Given information -
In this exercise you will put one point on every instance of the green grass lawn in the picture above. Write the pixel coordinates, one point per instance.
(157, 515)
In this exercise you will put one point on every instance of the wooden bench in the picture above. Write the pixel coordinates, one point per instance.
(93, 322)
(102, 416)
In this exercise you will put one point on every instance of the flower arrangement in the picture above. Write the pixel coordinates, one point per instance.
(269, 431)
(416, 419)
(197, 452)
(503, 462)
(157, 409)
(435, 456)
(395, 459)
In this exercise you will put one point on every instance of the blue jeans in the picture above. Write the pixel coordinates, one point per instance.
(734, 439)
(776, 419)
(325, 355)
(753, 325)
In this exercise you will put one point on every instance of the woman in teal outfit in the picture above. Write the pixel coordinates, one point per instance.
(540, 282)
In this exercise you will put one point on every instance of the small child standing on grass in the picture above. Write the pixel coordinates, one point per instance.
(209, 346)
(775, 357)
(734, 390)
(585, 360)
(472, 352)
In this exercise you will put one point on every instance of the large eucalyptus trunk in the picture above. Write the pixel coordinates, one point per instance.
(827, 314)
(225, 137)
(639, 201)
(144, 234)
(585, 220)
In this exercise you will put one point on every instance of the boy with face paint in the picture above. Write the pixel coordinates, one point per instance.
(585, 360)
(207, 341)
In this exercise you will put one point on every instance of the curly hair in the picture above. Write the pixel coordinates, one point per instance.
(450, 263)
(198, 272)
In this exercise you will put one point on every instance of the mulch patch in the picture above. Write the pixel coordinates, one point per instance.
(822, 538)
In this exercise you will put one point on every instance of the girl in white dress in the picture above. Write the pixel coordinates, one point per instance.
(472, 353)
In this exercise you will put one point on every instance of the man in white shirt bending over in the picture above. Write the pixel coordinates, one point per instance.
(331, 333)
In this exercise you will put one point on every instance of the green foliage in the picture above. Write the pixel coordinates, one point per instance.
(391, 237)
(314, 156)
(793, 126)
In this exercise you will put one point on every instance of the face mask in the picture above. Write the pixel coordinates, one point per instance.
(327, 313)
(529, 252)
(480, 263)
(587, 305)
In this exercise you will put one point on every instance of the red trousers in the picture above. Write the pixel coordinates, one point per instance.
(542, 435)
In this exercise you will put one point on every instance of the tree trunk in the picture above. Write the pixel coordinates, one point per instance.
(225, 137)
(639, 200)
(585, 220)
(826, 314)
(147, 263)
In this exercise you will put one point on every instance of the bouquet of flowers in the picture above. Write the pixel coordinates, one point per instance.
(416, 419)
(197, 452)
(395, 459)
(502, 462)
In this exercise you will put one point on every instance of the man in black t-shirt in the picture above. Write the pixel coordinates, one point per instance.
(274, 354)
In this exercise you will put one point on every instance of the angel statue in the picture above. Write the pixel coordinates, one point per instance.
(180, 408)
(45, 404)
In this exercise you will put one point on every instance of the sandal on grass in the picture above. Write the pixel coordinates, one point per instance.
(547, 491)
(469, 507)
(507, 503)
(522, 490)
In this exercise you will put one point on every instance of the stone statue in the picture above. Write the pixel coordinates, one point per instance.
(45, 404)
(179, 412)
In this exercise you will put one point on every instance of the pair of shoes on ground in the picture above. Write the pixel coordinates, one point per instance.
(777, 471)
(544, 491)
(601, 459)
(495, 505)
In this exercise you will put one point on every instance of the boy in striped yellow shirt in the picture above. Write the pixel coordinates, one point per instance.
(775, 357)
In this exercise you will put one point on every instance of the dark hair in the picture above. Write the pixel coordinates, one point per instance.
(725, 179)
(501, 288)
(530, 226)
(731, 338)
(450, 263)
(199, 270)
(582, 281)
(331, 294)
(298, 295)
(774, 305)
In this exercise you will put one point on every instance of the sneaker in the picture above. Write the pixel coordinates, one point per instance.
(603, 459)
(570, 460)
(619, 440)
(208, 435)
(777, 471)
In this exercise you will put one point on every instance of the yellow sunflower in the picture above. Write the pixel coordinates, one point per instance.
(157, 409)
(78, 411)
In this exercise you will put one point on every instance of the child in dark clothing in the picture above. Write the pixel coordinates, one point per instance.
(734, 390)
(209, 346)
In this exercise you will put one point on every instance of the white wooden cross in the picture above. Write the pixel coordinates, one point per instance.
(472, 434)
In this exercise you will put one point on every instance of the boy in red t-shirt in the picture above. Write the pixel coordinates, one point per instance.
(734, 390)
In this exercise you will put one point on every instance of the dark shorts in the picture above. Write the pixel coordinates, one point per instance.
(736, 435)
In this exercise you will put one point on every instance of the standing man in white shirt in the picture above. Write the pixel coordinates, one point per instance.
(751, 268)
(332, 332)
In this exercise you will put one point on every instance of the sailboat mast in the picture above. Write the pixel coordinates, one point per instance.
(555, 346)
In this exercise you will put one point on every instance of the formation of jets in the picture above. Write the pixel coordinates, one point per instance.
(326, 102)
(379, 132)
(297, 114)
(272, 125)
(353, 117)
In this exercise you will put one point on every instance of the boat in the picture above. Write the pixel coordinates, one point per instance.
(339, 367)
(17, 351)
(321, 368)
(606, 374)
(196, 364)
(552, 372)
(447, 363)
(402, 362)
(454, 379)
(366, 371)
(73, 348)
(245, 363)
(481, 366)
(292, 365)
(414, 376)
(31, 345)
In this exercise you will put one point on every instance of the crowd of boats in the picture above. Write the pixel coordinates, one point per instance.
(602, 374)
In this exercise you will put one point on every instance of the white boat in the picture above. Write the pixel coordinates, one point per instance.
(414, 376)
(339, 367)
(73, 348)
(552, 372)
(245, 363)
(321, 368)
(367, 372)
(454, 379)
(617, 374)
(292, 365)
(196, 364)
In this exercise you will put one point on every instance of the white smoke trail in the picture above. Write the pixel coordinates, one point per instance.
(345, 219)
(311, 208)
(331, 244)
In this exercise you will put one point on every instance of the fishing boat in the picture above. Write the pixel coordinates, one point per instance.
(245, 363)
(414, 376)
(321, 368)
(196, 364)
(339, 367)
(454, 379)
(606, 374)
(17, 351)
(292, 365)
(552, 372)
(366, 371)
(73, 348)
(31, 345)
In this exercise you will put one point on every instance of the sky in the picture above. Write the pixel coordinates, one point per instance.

Requirement -
Retype all of the records above, keeping them identical.

Response to this task -
In this exercise you will put one point on every instance of the green grass lawn in the picture above. Write the pixel coordinates, one point per instance.
(157, 515)
In this exercise you will put one point on every instance of the wooden bench in the picture above. Write the pixel coordinates, one point per instance.
(93, 322)
(102, 416)
In this exercise you will put one point on every instance of the flower arrangement in the picture above. Write the pixel coordinates, one point per instance.
(269, 431)
(416, 419)
(197, 452)
(503, 462)
(157, 409)
(435, 456)
(395, 459)
In this exercise you will put one point on every instance of the blue jeans in the picture above. Write the pixel coordinates, one point per instance.
(734, 439)
(776, 419)
(325, 355)
(753, 325)
In this exercise you will put one point on every instance of the woman in teal outfit in the picture above. Write the pixel coordinates, one point per instance.
(540, 282)
In this exercise you will put one point on every instance of the small child standing on grass in the picture above. Write the pixel coordinates, one point per instance.
(209, 346)
(775, 357)
(734, 390)
(585, 360)
(472, 352)
In this exercise you will put one point on every instance of the large eucalyptus trunk in the picture above. Write the pixel coordinates, one point per instance.
(827, 314)
(225, 137)
(639, 201)
(144, 234)
(585, 220)
In this exercise you will put one point on every instance of the boy with face paint in the picture above. Write the pixel coordinates, one point per instance.
(585, 360)
(207, 341)
In this exercise you will put one point on every instance of the curly hair in the picture above. Write the pixel coordinates, one point per instance.
(450, 263)
(198, 272)
In this exercise you will put one point on every instance of the mulch patch in the picture above. Write the pixel coordinates, one point per instance.
(822, 538)
In this exercise you will put one point on every instance of the girl in white dress in the picture above. Write the pixel coordinates, one point per instance.
(472, 353)
In this exercise you will put one point on every instance of the man in white shirt bending over in the picture above. Write the pixel coordinates, one point per instance.
(331, 333)
In this exercise you will put one point on every instance of the green foliage in the picture above. Write the pixel coordinates, one point per instance.
(391, 237)
(314, 156)
(793, 126)
In this exercise you will put one point on every instance of the face mask in the picture above. Write the pixel coordinates, one point per instance.
(327, 313)
(529, 252)
(480, 263)
(587, 305)
In this exercise you will put one point on every instance of the red trousers in the picture above. Write the pixel coordinates, one point per instance.
(542, 435)
In this exercise you will put one point on every instance of the tree trunk in the picture above. Write the pixel coordinates, one point per instance.
(225, 137)
(639, 200)
(585, 220)
(826, 314)
(147, 263)
In this exercise you will put one point on every instance of the bouquet of flowers in the picture above. Write the pixel coordinates, one point per instance.
(416, 419)
(197, 452)
(395, 459)
(502, 462)
In this exercise you will put one point on every instance of the man in black t-shirt in the picture above. Write the pixel coordinates, one point per instance.
(274, 354)
In this exercise you will put one point on every instance of the angel statue in the picture above. Write the pixel coordinates, one point per instance.
(180, 408)
(45, 404)
In this exercise you will put one point on every instance of the sandal on grass in the picture above. Write the pixel coordinates, one point per instance.
(547, 491)
(469, 507)
(507, 503)
(522, 490)
In this exercise you will put one point on every instance of the stone statue in the picture above. Write the pixel coordinates, one point per instance.
(45, 404)
(179, 412)
In this exercise you will put one point on every instance of the pair of shoes on ground in the picture above. Write the pixel coordinates, one point per instance.
(777, 471)
(544, 491)
(601, 459)
(495, 505)
In this exercise you will put one point on every instance of the boy in striped yellow shirt in the picture above. Write the pixel coordinates, one point per instance.
(775, 357)
In this exercise you will put one point on every instance of the dark hair in the picture above. Write the pixel coordinates, one point per instance.
(725, 179)
(501, 288)
(530, 226)
(731, 338)
(450, 263)
(199, 270)
(582, 281)
(331, 294)
(298, 295)
(774, 305)
In this exercise you will put one point on every instance of the sneaker in the picture above. Write the pixel coordinates, one point per instance.
(603, 459)
(570, 460)
(619, 440)
(208, 435)
(777, 471)
In this exercise you will put one point on every instance of the yellow sunflower in the picture above. Write the pixel coordinates, one point per instance.
(157, 409)
(78, 411)
In this exercise you will put one point on every instance of the child in dark clothing in the picture above. Write the pixel coordinates, one point per instance.
(734, 390)
(209, 346)
In this exercise you will put one point on every instance of the white wooden cross in the picture above. Write the pixel coordinates, one point per instance.
(472, 434)
In this exercise you will put one point on every instance of the boy in red t-shirt in the picture above. Write the pixel coordinates, one point per instance.
(734, 390)
In this exercise you will put one point on every instance of the dark shorts in the picture above. Write the pixel coordinates, one point per instance.
(736, 435)
In this exercise you will put one point on every instance of the standing man in white shirt in the picture above. Write the pixel coordinates, one point per instance.
(751, 268)
(332, 332)
In this exercise you will put one point on every instance of the sailboat mast in the picture above. Write the pixel coordinates, one point per instance.
(555, 346)
In this exercise you will put one point on every instance of the formation of jets in the picture above. Write the pixel coordinates, one point per instance.
(326, 102)
(379, 132)
(297, 114)
(272, 125)
(353, 117)
In this exercise you will put one point on every instance of the boat in the picture above. Write the pixel coordinates, one point per instance.
(339, 367)
(17, 351)
(321, 368)
(606, 374)
(196, 364)
(552, 372)
(447, 363)
(402, 362)
(454, 379)
(366, 371)
(73, 348)
(245, 363)
(481, 366)
(292, 365)
(414, 376)
(31, 345)
In this exercise you will put one point on every instance of the crowd of boats in the picture above. Write the pixel coordinates, one point per instance.
(602, 374)
In this exercise you will put one point on every instance of the white boat in the picture above. Write the pixel coordinates, one point per instance.
(414, 376)
(339, 367)
(73, 348)
(552, 372)
(245, 363)
(321, 368)
(367, 372)
(454, 379)
(617, 374)
(292, 365)
(196, 364)
In this exercise you will put one point on every instance of the white smoke trail in the picture above. Write the pixel coordinates, one point per instance.
(345, 219)
(311, 208)
(331, 244)
In this exercise you will put one point on every instance of the fishing boat in the picture above. Write the pixel coordinates, one point per instance.
(245, 363)
(414, 376)
(321, 368)
(196, 364)
(339, 367)
(454, 379)
(606, 374)
(17, 351)
(292, 365)
(552, 372)
(366, 371)
(73, 348)
(31, 345)
In this exercise you will put one point on every instance of the sky in the picture above. Write the pixel coordinates, one point per instance.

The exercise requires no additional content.